BEGIN Extract to read

Larry Kaiser, M.D.
President

Susan Coulter, J.D.
Vice President, Office
of Institutional Advancement

Wendy K. Mohon
Editor

Michelle Rexroat
Web Developer I

August 2004
Table of Contents

Linder Receives Statewide Piper Professor Award

 

Stephen H. Linder, Ph.D., associate professor in the Management, Policy and Community Health Division at The University of Texas School of Public Health at Houston, has been named one of 15 recipients of the 2004 Minnie Stephens Piper Professorship.

Stephen H. Linder, Ph.D.

Stephen H. Linder, Ph.D.

Each year since 1958, the Minnie Stevens Piper Foundation has honored professors from colleges and universities in Texas by recognizing outstanding achievement as effective and dedicated teachers.

“Dr. Linder demonstrates a consummate ability to stimulate intellectual growth and creative thinking among his students,” said Cynthia L. Chappell, Ph.D., professor and associate dean for academic affairs at the School of Public Health. “He has a magnificent ability to present complex ideas in new and unusual ways, setting them in context, exploring their meaning, inventing compelling analogies, and encouraging others to do the same.”

Linder recently was named interim director of the Institute for Health Policy at the School of Public Health. He joined the public health faculty in 1984 after teaching at Tulane University and the University of California at Los Angeles.

He was one of the principal architects behind the creation and development of the school’s discipline of Management and Policy Sciences. He has introduced more than 30 new, semester-length courses on topics ranging from systems theory to social justice, has directed more than 80 individual studies, and has supervised 23 doctoral dissertations.

“Dr. Linder taught me how to think,” wrote former student Karen Jaynes Williams, Ph.D., assistant professor of health sciences at Texas Southern University, in a letter of support for his nomination for the Piper Professor Award. “More importantly, he taught me how to use the power of critical thinking to pursue my own ‘visions of excellence and revelations of beauty’ toward a more just world. I believe that the teacher who dares to give this gift is rare. Dr. Linder is one of these teachers.”

Another former student, Alan L. Wells, Ph.D., senior research associate at the American Medical Association Institute for Ethics, wrote, “Stephen Linder’s one-onone supervision of my dissertation research was guided by a deep understanding of my personal and academic goals. This made the dissertation an experience of intellectual breakthrough and discovery.”

END Extract to read
BEGIN Data shown

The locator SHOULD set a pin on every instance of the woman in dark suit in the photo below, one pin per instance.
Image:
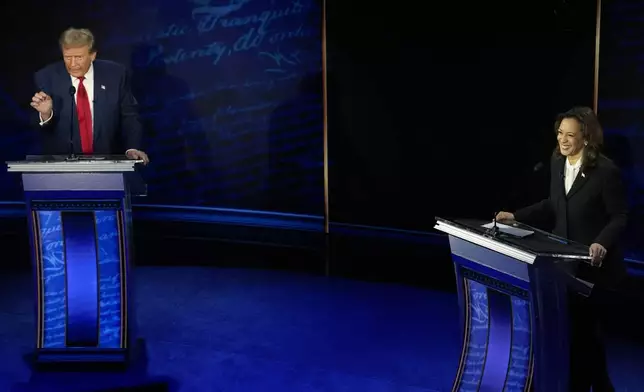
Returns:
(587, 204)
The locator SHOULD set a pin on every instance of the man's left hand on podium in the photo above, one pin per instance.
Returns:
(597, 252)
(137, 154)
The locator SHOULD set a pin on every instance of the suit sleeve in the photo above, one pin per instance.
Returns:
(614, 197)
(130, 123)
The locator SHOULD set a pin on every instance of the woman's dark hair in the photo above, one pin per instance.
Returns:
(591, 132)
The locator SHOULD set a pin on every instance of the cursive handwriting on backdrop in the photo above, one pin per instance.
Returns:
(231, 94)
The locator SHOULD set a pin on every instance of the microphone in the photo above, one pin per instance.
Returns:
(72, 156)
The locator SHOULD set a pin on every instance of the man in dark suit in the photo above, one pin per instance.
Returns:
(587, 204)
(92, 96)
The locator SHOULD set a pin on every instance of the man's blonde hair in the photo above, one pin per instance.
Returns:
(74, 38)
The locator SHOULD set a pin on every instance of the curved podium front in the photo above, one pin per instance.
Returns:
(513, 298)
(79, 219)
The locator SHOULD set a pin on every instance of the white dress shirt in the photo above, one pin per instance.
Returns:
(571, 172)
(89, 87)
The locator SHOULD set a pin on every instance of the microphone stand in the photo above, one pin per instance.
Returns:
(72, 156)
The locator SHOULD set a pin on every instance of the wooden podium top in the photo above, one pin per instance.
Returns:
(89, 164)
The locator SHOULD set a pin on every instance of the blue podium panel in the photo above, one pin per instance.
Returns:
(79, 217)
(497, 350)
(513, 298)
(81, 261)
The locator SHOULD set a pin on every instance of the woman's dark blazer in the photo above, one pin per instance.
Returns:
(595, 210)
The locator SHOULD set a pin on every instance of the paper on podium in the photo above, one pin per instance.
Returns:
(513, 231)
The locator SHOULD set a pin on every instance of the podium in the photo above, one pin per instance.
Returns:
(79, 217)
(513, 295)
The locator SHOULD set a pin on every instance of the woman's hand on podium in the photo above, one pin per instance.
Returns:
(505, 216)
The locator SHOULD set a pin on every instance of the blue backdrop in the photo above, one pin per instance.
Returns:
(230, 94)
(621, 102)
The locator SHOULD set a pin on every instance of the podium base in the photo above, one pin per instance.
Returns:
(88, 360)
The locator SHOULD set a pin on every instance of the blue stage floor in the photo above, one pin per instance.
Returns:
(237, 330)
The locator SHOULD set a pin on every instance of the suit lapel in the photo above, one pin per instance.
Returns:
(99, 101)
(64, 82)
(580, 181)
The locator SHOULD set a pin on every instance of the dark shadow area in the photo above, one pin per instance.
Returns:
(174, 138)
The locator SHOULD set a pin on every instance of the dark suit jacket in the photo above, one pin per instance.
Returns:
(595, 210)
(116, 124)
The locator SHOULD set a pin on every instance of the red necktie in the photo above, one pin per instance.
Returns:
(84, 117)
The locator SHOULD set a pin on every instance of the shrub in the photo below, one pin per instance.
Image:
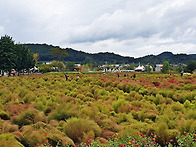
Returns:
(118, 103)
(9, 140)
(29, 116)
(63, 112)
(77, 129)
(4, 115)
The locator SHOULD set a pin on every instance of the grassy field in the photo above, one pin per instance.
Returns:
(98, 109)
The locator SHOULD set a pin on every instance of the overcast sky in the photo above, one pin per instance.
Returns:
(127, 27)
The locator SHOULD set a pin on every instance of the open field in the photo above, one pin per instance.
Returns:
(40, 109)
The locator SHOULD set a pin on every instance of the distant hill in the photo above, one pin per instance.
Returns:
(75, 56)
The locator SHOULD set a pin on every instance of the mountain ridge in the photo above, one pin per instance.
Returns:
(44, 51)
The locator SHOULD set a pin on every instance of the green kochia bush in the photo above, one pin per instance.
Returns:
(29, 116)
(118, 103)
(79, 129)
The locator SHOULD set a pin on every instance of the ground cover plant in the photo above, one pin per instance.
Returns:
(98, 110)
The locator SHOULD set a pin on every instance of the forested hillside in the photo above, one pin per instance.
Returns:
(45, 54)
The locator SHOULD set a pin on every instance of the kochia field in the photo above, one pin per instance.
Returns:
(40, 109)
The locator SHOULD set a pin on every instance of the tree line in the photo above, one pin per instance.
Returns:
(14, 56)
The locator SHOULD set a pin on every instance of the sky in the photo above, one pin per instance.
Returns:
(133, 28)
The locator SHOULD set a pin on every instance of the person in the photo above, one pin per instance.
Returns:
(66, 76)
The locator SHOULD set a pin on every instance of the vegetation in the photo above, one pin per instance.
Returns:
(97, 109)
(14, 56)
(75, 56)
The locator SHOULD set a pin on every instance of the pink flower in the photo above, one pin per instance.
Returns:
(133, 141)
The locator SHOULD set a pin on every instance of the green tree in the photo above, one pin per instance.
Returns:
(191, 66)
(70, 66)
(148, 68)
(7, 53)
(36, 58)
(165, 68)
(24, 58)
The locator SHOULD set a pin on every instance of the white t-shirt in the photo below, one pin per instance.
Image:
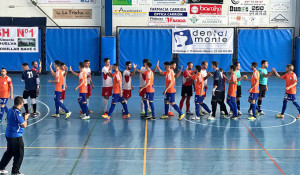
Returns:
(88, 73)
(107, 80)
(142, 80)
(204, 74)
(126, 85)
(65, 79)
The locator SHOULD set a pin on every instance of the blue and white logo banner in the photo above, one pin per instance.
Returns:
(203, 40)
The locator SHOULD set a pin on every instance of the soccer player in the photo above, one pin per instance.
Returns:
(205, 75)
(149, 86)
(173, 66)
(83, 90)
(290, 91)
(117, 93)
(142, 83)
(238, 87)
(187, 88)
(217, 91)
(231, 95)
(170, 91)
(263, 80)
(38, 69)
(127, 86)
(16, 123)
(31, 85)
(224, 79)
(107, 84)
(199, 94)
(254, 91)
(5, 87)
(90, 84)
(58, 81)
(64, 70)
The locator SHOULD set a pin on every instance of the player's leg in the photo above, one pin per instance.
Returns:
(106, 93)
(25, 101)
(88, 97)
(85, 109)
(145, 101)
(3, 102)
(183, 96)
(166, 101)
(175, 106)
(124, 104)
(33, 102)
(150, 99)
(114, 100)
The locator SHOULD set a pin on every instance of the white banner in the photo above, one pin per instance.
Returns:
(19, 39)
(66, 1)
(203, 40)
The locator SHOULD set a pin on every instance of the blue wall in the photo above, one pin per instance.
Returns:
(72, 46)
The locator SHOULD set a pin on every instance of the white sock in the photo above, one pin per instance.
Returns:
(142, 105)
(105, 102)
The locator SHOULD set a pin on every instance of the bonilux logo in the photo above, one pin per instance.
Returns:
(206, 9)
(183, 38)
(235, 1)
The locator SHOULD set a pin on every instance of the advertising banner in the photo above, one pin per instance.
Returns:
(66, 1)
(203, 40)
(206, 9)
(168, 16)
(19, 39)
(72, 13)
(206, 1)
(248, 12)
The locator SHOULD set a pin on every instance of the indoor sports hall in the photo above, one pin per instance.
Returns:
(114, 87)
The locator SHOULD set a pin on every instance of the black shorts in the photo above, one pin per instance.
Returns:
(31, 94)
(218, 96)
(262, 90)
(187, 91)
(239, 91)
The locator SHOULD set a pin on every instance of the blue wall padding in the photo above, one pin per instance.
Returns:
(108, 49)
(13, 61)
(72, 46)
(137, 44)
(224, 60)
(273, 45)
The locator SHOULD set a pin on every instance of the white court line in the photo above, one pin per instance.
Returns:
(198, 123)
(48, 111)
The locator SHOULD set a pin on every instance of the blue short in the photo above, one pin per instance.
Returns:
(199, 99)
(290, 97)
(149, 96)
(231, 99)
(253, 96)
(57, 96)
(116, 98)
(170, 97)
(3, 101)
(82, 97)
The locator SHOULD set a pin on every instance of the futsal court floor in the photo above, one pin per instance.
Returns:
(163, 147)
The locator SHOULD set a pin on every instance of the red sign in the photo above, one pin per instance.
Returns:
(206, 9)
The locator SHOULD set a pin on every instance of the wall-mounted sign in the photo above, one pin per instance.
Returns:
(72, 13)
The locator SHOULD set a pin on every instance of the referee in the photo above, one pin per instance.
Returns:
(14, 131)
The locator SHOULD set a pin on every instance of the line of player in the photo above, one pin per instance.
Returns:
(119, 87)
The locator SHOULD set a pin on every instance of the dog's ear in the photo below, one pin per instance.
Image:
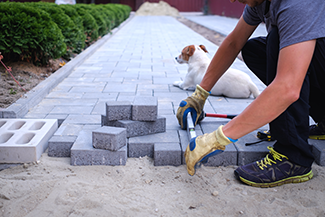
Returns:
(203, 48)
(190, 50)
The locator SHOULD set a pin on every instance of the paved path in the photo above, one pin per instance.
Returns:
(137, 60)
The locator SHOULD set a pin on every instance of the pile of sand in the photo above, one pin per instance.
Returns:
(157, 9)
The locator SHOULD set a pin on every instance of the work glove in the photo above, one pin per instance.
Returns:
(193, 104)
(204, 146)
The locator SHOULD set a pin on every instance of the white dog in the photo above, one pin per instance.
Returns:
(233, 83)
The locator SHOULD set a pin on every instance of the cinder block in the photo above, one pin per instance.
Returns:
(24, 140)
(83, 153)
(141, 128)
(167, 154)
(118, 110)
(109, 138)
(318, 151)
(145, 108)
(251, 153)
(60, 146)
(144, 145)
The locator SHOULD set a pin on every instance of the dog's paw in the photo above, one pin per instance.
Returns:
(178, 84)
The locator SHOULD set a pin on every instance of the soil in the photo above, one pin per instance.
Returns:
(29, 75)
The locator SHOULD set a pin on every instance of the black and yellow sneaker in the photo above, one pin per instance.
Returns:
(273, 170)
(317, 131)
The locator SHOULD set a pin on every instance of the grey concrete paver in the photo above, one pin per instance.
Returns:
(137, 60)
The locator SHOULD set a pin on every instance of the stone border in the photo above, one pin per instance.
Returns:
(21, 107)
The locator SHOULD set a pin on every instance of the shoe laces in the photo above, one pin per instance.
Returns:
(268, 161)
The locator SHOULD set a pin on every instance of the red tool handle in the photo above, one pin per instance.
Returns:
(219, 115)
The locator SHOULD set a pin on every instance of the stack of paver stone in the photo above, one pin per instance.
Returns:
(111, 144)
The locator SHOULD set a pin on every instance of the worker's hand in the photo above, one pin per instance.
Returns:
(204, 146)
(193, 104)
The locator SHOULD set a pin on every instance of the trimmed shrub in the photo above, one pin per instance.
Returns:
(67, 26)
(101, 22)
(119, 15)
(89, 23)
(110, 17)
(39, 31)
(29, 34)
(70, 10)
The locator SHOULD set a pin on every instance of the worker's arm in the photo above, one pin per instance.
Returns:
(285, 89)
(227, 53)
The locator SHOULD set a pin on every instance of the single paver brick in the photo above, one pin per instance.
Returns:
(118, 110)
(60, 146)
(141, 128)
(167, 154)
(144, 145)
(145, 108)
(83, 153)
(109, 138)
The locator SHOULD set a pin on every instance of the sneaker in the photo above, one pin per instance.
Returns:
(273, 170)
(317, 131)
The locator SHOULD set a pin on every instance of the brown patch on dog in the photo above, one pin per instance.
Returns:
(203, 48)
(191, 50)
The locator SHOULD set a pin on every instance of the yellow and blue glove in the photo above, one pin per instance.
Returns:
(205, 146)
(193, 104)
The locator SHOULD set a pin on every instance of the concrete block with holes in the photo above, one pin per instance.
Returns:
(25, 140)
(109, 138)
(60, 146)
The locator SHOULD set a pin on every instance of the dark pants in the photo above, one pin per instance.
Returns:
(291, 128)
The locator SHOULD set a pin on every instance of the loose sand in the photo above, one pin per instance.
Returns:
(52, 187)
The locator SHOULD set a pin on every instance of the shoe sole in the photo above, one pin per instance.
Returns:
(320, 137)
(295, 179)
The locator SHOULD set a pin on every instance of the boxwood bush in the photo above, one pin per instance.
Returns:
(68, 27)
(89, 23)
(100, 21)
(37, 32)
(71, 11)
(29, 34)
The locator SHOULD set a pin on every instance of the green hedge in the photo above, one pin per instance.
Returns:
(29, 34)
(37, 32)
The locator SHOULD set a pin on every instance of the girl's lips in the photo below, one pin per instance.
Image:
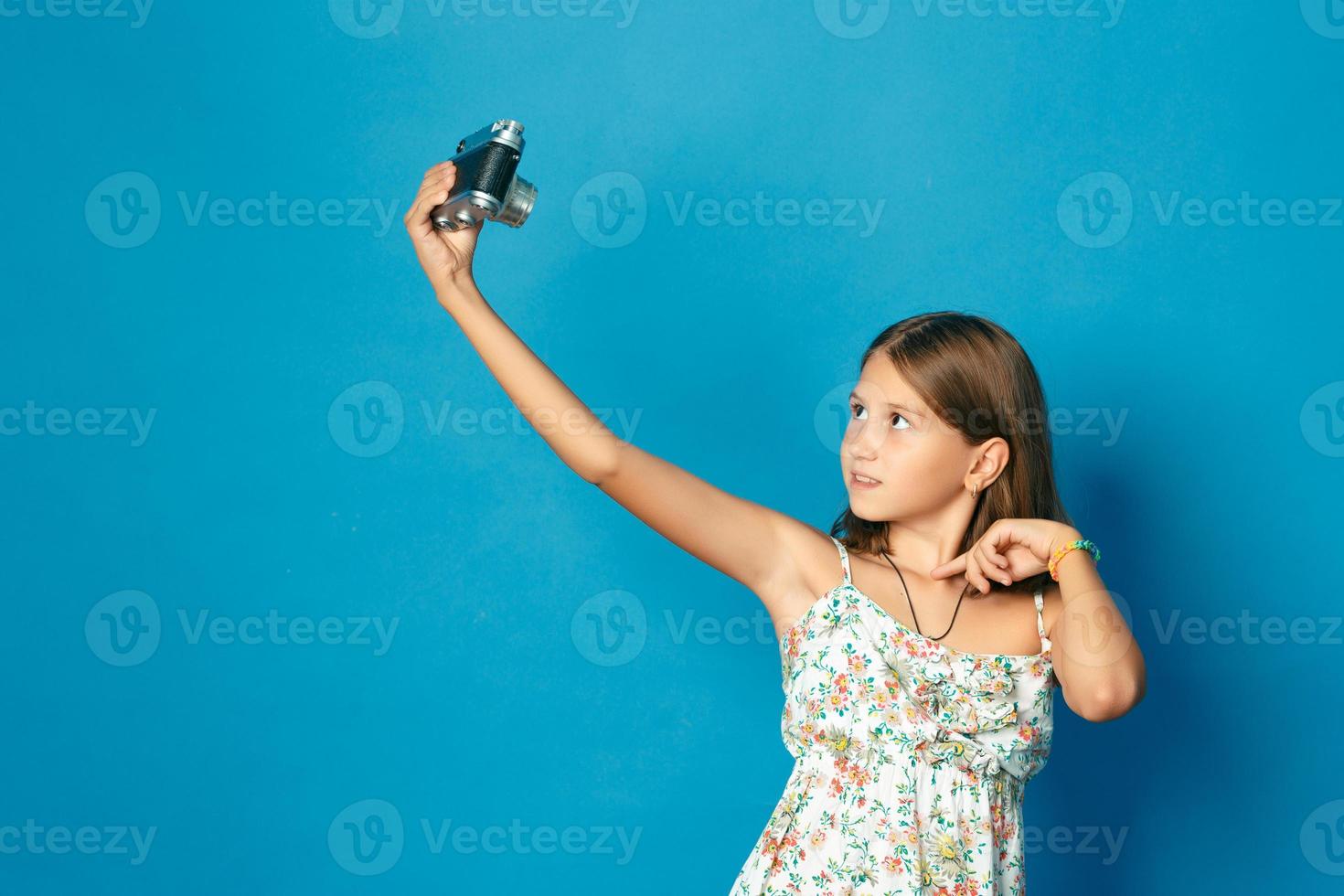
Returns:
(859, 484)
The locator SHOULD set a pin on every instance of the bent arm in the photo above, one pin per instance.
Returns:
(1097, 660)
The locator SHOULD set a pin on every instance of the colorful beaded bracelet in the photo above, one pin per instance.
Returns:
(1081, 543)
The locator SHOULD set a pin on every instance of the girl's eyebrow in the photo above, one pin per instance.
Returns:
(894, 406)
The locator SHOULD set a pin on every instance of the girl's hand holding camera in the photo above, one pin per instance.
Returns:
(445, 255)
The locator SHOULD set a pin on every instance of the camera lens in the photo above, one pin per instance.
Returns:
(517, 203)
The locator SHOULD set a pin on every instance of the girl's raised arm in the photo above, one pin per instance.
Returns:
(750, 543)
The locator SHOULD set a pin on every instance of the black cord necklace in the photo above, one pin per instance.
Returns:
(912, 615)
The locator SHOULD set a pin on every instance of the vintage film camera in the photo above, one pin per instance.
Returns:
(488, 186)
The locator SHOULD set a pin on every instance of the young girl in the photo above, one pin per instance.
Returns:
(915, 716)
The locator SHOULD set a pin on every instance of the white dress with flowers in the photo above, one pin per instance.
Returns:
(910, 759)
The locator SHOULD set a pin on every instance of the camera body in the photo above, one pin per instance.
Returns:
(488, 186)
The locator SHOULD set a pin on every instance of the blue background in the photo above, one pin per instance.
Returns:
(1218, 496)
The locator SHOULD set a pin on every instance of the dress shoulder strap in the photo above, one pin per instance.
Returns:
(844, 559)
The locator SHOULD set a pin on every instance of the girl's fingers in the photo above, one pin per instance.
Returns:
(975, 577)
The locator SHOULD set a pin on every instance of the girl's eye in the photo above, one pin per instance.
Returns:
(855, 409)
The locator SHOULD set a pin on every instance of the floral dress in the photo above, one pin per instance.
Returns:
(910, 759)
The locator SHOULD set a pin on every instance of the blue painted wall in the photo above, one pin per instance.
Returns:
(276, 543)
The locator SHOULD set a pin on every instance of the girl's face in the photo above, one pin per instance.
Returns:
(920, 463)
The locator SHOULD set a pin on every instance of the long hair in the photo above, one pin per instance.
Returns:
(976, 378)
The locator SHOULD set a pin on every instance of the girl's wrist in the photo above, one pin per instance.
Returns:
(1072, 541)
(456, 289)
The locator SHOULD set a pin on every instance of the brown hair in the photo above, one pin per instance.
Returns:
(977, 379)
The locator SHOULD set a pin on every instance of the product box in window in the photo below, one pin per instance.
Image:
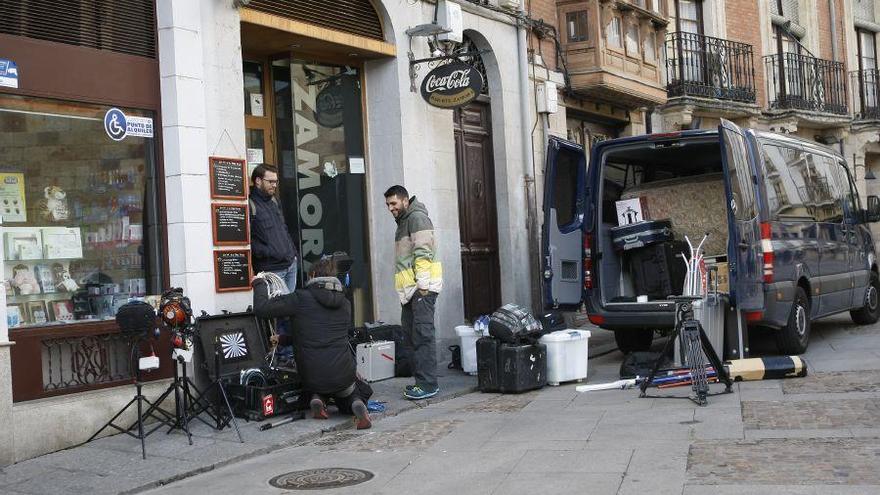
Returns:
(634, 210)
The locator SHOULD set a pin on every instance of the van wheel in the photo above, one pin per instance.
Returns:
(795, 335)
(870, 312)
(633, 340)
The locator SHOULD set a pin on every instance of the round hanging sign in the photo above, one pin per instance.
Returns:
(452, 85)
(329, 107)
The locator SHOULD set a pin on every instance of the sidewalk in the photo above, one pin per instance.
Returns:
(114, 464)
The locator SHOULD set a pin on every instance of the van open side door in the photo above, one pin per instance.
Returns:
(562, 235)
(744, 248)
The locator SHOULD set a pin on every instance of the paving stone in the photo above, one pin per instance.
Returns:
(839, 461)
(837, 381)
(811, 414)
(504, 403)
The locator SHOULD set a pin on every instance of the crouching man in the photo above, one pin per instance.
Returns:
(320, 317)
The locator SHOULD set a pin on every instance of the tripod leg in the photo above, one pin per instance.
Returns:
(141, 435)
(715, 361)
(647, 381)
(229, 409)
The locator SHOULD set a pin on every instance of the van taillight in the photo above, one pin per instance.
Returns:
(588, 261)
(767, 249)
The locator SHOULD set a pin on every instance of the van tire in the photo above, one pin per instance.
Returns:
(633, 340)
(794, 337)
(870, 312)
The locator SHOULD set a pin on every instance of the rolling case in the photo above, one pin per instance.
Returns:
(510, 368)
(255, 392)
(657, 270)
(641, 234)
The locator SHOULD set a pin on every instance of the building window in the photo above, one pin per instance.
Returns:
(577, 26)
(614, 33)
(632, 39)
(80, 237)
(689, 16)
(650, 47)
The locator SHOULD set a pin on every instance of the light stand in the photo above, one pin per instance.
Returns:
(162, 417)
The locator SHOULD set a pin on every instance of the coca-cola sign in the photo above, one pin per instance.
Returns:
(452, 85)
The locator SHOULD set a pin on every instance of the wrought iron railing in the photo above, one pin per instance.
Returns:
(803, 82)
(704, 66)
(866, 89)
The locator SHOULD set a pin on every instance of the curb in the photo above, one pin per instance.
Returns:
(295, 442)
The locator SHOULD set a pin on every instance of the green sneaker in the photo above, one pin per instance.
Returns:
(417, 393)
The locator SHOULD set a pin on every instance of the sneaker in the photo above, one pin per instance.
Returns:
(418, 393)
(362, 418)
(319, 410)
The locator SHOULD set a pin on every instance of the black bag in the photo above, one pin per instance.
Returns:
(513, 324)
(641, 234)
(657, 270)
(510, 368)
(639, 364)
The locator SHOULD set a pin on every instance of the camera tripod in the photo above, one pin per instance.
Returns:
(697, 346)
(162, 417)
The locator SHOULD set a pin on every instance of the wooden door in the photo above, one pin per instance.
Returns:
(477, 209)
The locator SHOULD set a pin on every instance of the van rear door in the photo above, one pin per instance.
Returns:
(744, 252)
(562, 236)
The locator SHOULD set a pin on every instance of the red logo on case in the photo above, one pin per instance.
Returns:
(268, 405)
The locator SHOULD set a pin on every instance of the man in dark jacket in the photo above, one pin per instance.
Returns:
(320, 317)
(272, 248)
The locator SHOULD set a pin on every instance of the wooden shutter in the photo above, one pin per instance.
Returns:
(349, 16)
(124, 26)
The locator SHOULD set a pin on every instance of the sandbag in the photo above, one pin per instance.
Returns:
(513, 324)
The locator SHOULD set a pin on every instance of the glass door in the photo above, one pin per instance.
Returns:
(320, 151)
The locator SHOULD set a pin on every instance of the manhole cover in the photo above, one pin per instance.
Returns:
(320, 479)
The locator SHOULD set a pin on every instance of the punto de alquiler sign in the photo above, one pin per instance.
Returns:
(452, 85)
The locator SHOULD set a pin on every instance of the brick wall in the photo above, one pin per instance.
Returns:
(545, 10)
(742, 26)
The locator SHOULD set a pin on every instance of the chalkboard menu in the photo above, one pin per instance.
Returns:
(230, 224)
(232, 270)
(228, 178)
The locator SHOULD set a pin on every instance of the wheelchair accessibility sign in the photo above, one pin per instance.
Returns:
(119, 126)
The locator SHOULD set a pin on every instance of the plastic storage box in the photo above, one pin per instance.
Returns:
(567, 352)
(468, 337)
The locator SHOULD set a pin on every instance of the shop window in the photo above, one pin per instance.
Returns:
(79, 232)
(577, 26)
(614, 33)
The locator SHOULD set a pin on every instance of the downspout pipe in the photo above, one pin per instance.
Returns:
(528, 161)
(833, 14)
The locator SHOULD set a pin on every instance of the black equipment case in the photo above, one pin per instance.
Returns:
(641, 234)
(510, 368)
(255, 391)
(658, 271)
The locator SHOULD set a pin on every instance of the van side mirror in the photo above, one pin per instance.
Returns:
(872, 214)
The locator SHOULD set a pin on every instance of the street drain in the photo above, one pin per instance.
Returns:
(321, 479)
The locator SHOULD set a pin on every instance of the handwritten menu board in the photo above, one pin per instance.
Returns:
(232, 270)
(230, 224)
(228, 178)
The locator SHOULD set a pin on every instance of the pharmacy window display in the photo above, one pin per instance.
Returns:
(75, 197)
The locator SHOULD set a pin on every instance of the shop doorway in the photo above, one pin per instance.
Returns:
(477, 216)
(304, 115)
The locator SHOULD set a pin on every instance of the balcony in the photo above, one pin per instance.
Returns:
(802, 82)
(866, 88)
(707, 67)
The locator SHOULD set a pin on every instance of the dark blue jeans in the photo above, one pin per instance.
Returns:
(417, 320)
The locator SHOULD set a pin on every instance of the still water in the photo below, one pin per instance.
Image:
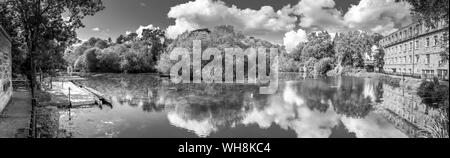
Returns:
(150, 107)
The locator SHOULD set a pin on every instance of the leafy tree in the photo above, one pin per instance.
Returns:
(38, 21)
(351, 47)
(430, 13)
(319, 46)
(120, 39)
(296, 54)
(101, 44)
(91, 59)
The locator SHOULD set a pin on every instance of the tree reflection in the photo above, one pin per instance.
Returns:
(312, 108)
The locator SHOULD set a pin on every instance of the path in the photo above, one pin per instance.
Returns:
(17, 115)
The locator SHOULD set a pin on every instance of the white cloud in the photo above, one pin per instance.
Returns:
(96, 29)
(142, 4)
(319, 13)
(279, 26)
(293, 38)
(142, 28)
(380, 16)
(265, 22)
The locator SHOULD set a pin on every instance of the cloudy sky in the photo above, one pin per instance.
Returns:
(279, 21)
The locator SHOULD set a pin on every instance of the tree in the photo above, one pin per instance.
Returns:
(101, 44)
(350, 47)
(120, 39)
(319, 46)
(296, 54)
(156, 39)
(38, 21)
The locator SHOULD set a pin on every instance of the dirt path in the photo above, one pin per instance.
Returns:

END Data shown

Instructions to follow: From the article on Stephen Linder's Piper Professor Award, copy the passage from "August 2004" up to and including "Stephens Piper Professorship.". The records have no role here.

Task solution:
August 2004
Table of Contents

Linder Receives Statewide Piper Professor Award

 

Stephen H. Linder, Ph.D., associate professor in the Management, Policy and Community Health Division at The University of Texas School of Public Health at Houston, has been named one of 15 recipients of the 2004 Minnie Stephens Piper Professorship.